**** Information given ****
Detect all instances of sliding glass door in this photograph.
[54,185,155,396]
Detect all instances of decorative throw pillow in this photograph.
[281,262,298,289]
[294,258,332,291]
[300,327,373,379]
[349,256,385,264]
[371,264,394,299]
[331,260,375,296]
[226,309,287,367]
****
(Task description) Return the entries exactly as they appear, from the line with "Detect all instances of decorative" through the last line, including both ends.

(Answer in full)
Detect all instances of decorative throw pillow in this photograph.
[281,262,298,289]
[294,258,332,291]
[300,327,373,379]
[349,256,385,264]
[371,264,394,299]
[331,260,375,296]
[226,309,287,367]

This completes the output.